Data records
******

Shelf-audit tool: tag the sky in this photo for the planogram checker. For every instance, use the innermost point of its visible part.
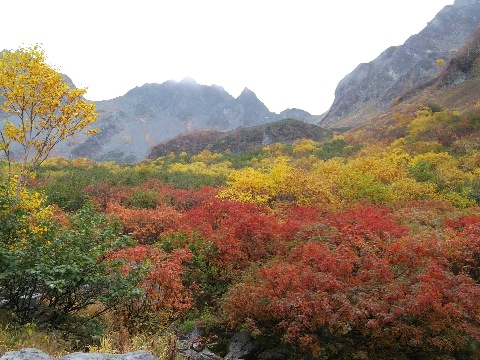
(292, 54)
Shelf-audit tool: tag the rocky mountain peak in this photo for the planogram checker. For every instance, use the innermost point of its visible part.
(371, 88)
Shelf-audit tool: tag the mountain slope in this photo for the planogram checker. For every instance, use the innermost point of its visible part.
(240, 140)
(371, 88)
(131, 124)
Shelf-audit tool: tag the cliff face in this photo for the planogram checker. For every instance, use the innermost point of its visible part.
(131, 124)
(371, 88)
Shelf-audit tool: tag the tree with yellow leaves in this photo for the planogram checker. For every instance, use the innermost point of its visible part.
(40, 109)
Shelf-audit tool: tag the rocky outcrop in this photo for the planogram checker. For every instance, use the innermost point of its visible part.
(34, 354)
(371, 88)
(240, 140)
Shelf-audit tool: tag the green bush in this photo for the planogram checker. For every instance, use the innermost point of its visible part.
(50, 273)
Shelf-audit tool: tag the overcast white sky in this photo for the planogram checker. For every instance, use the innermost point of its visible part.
(290, 53)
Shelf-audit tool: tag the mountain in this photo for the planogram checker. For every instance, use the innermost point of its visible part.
(241, 140)
(371, 88)
(456, 88)
(147, 115)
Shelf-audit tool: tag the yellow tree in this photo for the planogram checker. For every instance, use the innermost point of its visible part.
(39, 107)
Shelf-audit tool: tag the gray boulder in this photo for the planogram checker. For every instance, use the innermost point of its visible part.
(26, 354)
(34, 354)
(137, 355)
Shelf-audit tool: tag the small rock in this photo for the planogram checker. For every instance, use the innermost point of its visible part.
(26, 354)
(137, 355)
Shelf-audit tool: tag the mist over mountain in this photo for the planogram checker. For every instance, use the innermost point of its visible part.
(131, 124)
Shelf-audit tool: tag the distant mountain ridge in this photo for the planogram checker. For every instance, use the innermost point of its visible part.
(147, 115)
(371, 88)
(240, 140)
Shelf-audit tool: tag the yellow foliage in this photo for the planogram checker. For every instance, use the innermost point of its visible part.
(217, 169)
(42, 109)
(408, 189)
(33, 203)
(206, 156)
(249, 185)
(304, 146)
(83, 163)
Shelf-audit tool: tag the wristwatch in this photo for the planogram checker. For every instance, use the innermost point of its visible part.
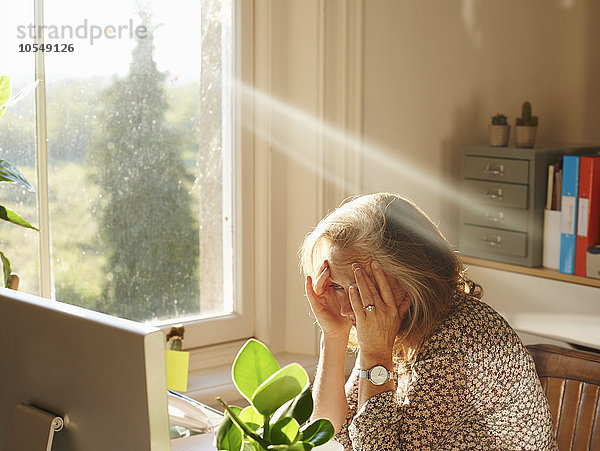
(378, 375)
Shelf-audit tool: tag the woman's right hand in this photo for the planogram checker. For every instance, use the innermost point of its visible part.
(325, 306)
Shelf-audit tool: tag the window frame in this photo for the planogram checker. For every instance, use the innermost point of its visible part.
(208, 331)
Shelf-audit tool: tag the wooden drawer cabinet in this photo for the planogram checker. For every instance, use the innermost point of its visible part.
(499, 217)
(497, 194)
(500, 169)
(503, 200)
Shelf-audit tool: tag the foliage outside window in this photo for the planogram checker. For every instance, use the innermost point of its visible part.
(137, 179)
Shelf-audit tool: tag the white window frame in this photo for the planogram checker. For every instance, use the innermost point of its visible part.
(206, 332)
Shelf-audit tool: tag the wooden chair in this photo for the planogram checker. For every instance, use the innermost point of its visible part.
(571, 380)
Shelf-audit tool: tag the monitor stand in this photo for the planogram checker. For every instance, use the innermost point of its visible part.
(32, 429)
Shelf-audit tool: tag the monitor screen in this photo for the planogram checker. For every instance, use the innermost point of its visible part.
(104, 376)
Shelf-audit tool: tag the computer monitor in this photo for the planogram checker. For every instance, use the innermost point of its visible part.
(104, 376)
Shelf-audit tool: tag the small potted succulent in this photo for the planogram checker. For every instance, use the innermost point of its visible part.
(499, 131)
(525, 127)
(280, 406)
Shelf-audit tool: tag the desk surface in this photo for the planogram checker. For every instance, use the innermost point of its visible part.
(202, 442)
(570, 328)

******

**WORK ORDER**
Repeat word for word each line from the one with "Shelf-audit tool: tag the woman's" to the end of the records above, inclusive.

**EXERCISE OUTPUT**
Shelf-audit tool: tag the woman's right hand in this photo for the planogram checker. For every instance, use the innermost point of its visible part.
(325, 306)
Shelf-audit tool: tag the window frame in this photo for the planogram checker. For every instance, use the innermost point of its visible part.
(208, 331)
Shelf-audit tool: tag the wooden drawer cabinet in this photo for the planogram checker. For every instance, use the innermost point of its visible part.
(499, 217)
(497, 194)
(500, 169)
(503, 200)
Shelf-audit tool: tag the foliage outside window in this photo for the planogram checker. For every instance, use the innermost point of its visible part.
(137, 179)
Shelf-audit tool: tag the white window frame in this photo for the planogram checker. For every instance, use the innermost point of its visible part.
(206, 332)
Shelf-audit tool: tag the wooden chair in this photo for the planogram checker. For every instance, use the innermost point of its visible part.
(571, 380)
Shelf-audit tool: tag the monitor stand in this photo for the planogram checker. For every instance, use the innermost point of its visible part.
(32, 429)
Shelf-audit tool: tag the monitor screen in this photo for the planogram checker. For every instance, use the innermost point of its visible part.
(104, 376)
Shelf-audit tool: tag the computer monitor in this photo for the planogram checker. For every instance, use the innermost point of its visible part.
(104, 376)
Shelf-audit tool: tag the small potted succulent in this photo for the planogram checker. For every instance, use the innermost point of its visible part.
(499, 131)
(525, 127)
(280, 406)
Shelf-audit tool: tag the desk surface in this photo for the planogram checker. For every instance, use the innermost point of its visible part.
(202, 442)
(570, 328)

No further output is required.